Data extract:
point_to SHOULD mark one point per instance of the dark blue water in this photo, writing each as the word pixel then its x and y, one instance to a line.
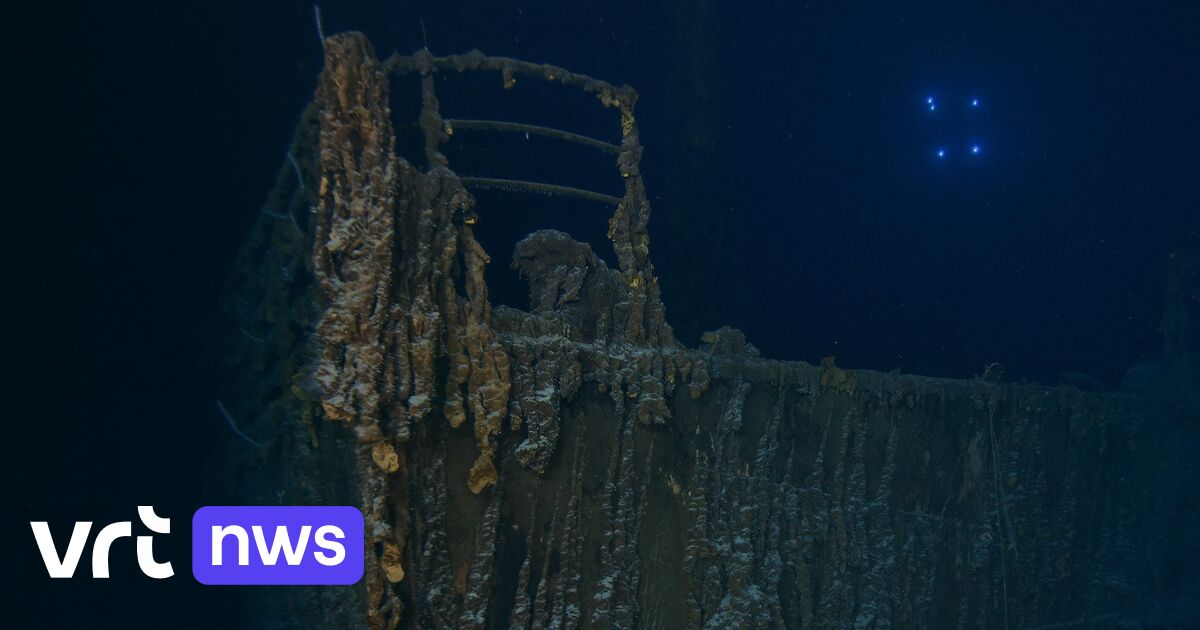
pixel 791 160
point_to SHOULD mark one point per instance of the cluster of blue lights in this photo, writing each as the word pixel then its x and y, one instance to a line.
pixel 972 149
pixel 941 153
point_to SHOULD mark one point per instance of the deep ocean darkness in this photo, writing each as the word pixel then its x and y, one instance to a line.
pixel 790 160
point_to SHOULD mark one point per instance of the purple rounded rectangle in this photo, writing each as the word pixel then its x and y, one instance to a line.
pixel 277 545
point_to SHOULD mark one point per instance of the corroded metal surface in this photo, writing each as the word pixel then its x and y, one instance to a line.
pixel 575 467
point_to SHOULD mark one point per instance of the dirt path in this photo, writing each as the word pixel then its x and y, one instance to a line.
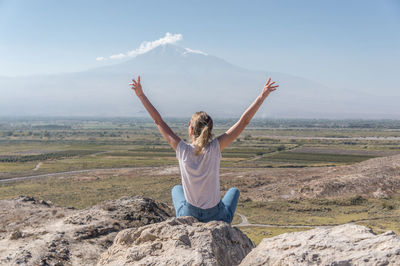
pixel 37 166
pixel 67 173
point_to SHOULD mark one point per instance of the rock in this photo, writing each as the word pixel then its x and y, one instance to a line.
pixel 347 244
pixel 179 241
pixel 36 232
pixel 380 194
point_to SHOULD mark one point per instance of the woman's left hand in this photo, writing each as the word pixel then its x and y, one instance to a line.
pixel 137 87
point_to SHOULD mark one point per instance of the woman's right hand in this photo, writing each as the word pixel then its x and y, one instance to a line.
pixel 269 87
pixel 137 87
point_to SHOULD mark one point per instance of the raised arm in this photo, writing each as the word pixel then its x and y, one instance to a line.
pixel 229 136
pixel 165 130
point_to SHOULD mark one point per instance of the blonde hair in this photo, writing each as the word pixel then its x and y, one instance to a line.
pixel 202 125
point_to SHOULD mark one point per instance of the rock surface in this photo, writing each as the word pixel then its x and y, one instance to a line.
pixel 35 232
pixel 179 241
pixel 346 244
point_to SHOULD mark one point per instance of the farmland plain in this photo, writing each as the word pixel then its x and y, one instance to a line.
pixel 78 162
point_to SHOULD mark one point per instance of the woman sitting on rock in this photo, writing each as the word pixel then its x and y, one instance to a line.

Work to be completed: Restate all the material verbatim; omit every picture.

Your response:
point_to SHOULD mark one point per instance of the dark blue water in this photo, writing each as the word pixel then its x and y, one instance to a line.
pixel 791 160
point_to SHOULD mark one point per instance of the cluster of blue lights in this photo, writing each as the word pixel then its x and y, one instance to a line.
pixel 972 149
pixel 941 153
point_to SHOULD mark one point per instance of the deep ocean darkness in this photo, writing each as the word pixel then its x and y, one instance to a line.
pixel 790 160
point_to SHOULD mark one point per instance of the purple rounded rectangle in this photo, writing each as the word pixel then its x and y, one instance to a line.
pixel 277 545
point_to SHOULD mark one point per instance of the corroded metal surface in this photo, writing each as the word pixel then its x and y, one instance to a line.
pixel 575 467
point_to SHOULD mark one point per instance of the dirt path in this photo, writing each as the word pixel then its x and y, one instance to a line.
pixel 37 166
pixel 67 173
point_to SHOULD mark one point per instance of the rock in this photo, writing each as the word pixel then its x and y, one instance to a line.
pixel 347 244
pixel 179 241
pixel 36 232
pixel 380 194
point_to SHOULD mark one point per instance of the woman's left hand in this photo, writing each as the word pixel then its x and y, one instance to a line.
pixel 137 87
point_to SHOULD mark one point per instance of the woman's right hand in this photo, writing each as the word pixel then its x and y, one instance to a line.
pixel 269 87
pixel 137 87
point_to SHOULD mark one point per instance of the raised arm in this photo, writing each as the word pixel then its x and y, one instance to a line.
pixel 229 136
pixel 165 130
point_to SHOULD mark one point per instance of the blonde hair in this photo, writing each as the word pixel then its x and y, one instance to a line.
pixel 202 125
point_to SHOULD mark one point per instance of the rock surface in this photo, writing each as the word pixel then its x and y, one instance to a line.
pixel 35 232
pixel 179 241
pixel 346 244
point_to SHOULD mark one point per instance of the farmland plain in this photo, writing each as the word pixel then its x and y, one instance to a line.
pixel 78 162
point_to SHOULD mark one point per instance of the woman sitting on rock in this photo, writing each as the word pixel then its x and y, one instance to a line.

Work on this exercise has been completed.